╭─ Listed records
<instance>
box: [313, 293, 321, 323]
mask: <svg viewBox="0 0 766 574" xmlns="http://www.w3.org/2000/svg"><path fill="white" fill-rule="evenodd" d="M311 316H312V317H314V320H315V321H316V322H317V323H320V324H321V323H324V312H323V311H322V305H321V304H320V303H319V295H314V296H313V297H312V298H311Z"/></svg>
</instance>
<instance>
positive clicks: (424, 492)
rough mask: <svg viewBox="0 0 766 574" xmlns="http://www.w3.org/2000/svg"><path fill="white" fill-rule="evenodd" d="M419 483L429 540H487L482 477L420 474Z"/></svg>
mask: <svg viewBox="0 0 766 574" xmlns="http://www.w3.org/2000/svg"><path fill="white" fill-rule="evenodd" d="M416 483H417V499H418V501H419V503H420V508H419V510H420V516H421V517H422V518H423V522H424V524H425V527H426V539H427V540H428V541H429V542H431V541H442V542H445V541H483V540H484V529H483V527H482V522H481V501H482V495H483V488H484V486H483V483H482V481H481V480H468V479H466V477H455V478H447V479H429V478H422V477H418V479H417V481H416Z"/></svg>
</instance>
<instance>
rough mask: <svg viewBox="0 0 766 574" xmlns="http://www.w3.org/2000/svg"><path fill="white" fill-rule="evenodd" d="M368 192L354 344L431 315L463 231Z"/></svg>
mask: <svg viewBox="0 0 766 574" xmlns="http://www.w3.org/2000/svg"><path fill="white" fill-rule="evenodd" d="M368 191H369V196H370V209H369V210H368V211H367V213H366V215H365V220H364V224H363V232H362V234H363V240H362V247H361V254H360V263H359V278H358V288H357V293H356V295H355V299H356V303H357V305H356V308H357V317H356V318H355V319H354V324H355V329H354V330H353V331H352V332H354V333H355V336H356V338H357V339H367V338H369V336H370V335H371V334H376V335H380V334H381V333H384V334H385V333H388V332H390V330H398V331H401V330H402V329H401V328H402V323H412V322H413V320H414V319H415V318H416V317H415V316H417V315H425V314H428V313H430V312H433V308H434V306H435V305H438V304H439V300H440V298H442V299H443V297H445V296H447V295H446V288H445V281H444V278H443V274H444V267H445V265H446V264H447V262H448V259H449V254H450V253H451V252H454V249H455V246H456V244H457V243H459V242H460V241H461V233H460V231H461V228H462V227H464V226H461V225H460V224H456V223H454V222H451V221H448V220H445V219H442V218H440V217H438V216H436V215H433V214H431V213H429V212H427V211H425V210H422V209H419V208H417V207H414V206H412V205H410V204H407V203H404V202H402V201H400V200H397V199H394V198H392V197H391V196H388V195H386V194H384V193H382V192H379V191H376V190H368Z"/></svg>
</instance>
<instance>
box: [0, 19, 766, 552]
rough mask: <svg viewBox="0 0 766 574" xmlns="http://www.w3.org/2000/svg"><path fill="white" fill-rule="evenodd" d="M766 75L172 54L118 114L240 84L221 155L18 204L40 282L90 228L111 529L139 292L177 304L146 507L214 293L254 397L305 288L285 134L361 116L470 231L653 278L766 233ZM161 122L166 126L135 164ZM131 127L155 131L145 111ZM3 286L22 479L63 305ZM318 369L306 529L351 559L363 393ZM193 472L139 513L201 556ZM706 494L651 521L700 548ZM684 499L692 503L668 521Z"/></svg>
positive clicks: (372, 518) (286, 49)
╰─
## [Exercise]
All the lines of the material above must be given again exactly.

## [Response box]
<instance>
box: [313, 293, 321, 323]
mask: <svg viewBox="0 0 766 574" xmlns="http://www.w3.org/2000/svg"><path fill="white" fill-rule="evenodd" d="M311 316H312V317H314V320H315V321H316V322H317V323H320V324H321V323H324V312H323V311H322V305H321V304H320V303H319V295H314V296H313V297H312V298H311Z"/></svg>
</instance>
<instance>
positive clicks: (424, 492)
rough mask: <svg viewBox="0 0 766 574" xmlns="http://www.w3.org/2000/svg"><path fill="white" fill-rule="evenodd" d="M419 483L429 540H487L482 477L420 474Z"/></svg>
mask: <svg viewBox="0 0 766 574" xmlns="http://www.w3.org/2000/svg"><path fill="white" fill-rule="evenodd" d="M416 483H417V499H418V501H419V503H420V508H419V510H420V516H421V517H422V518H423V522H424V524H425V527H426V539H427V540H428V541H429V542H431V541H442V542H445V541H483V540H484V529H483V527H482V522H481V501H482V495H483V488H484V486H483V483H482V481H481V480H468V479H466V477H455V478H447V479H429V478H422V477H418V479H417V481H416Z"/></svg>
</instance>
<instance>
rough mask: <svg viewBox="0 0 766 574" xmlns="http://www.w3.org/2000/svg"><path fill="white" fill-rule="evenodd" d="M368 192L354 344L431 315L463 231Z"/></svg>
mask: <svg viewBox="0 0 766 574" xmlns="http://www.w3.org/2000/svg"><path fill="white" fill-rule="evenodd" d="M368 191H369V196H370V209H369V210H368V211H367V213H366V215H365V220H364V224H363V232H362V234H363V240H362V247H361V254H360V263H359V278H358V288H357V293H356V295H355V299H356V303H357V305H356V308H357V317H356V318H355V319H354V324H355V329H354V330H353V331H352V332H354V333H355V336H356V338H357V339H367V338H369V336H370V335H371V334H376V335H380V334H381V333H384V334H385V333H388V332H390V330H398V331H401V330H402V329H401V328H402V323H412V322H413V320H414V319H415V318H416V317H415V316H417V315H425V314H428V313H430V312H433V308H434V306H435V305H438V304H439V300H440V298H442V299H443V297H445V296H447V295H446V288H445V281H444V278H443V274H444V267H445V265H446V264H447V262H448V259H449V254H450V253H451V252H454V249H455V246H456V244H457V243H459V242H460V241H461V233H460V231H461V228H462V227H464V226H461V225H460V224H456V223H454V222H451V221H448V220H445V219H442V218H440V217H438V216H436V215H433V214H431V213H429V212H427V211H425V210H422V209H419V208H417V207H414V206H412V205H410V204H407V203H404V202H402V201H400V200H397V199H394V198H392V197H391V196H388V195H386V194H384V193H382V192H379V191H376V190H368Z"/></svg>
</instance>
<instance>
box: [0, 19, 766, 552]
rough mask: <svg viewBox="0 0 766 574" xmlns="http://www.w3.org/2000/svg"><path fill="white" fill-rule="evenodd" d="M766 75L172 54L118 114L240 84L221 155L18 204L40 282L90 228L111 529L139 292L177 304L146 507L214 293L254 397L305 288L285 134L361 116L470 231L653 278L766 233ZM161 122L166 126L135 164ZM131 127L155 131L145 111ZM3 286L22 479L63 305ZM318 369L306 529L351 559L363 393ZM193 472L139 513L201 556ZM706 494L651 521L700 548ZM684 499L692 503L668 521Z"/></svg>
positive clicks: (372, 518) (286, 49)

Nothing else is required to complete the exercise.